Rewrite the data between the lines holding "Q: Point out the microphone" and "x=446 y=579", inclusive, renaming "wooden ballot box" to "sealed ballot box" throughout and leaving every other character as it is.
------------------------
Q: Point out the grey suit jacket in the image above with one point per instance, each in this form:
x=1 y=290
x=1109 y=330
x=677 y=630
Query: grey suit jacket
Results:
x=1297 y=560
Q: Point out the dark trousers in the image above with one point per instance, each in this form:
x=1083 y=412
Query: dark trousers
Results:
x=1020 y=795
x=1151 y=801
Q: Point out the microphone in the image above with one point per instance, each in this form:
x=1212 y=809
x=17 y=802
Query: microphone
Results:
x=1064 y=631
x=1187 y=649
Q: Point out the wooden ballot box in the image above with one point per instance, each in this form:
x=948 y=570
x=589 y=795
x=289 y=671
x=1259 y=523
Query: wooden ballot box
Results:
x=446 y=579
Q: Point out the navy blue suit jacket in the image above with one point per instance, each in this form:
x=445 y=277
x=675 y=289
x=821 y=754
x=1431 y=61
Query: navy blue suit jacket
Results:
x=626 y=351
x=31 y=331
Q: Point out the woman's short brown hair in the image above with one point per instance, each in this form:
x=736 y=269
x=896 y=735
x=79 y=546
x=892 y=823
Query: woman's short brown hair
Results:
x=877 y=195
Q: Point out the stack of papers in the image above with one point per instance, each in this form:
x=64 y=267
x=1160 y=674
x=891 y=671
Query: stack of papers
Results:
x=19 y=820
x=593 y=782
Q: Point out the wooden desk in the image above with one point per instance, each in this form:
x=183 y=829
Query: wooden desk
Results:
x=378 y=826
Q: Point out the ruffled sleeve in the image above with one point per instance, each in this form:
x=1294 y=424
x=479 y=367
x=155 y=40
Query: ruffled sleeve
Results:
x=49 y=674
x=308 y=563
------------------------
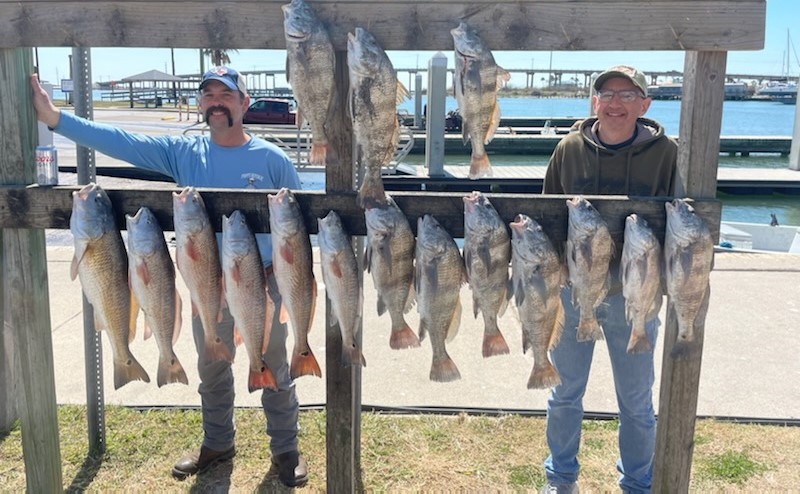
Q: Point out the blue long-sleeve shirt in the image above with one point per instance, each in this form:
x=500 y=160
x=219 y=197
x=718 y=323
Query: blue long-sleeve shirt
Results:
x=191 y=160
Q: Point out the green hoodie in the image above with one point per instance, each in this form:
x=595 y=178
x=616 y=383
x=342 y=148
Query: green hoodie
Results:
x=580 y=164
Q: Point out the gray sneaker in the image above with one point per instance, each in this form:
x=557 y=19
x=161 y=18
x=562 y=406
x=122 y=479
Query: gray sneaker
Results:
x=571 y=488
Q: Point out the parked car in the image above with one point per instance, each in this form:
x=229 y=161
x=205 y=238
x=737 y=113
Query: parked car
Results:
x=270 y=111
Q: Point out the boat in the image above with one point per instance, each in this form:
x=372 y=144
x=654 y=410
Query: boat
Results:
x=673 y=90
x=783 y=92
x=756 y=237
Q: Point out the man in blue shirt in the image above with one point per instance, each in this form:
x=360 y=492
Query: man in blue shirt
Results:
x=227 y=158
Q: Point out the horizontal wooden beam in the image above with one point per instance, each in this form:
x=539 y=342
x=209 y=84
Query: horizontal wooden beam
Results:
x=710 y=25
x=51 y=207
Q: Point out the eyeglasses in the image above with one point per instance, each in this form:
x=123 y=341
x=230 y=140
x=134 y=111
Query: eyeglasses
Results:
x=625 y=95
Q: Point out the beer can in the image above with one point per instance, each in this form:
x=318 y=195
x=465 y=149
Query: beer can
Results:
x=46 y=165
------------------------
SOLUTION TO THE PROBLEM —
Q: Point out the microphone in the image above with one point per instance, each in this form:
x=1212 y=809
x=17 y=802
Query: microphone
Results:
x=1064 y=631
x=1187 y=649
Q: Point out the sealed ballot box in the image above with one point per instance, each in this form:
x=948 y=570
x=589 y=795
x=289 y=671
x=1259 y=523
Query: sealed ballot box
Results:
x=446 y=579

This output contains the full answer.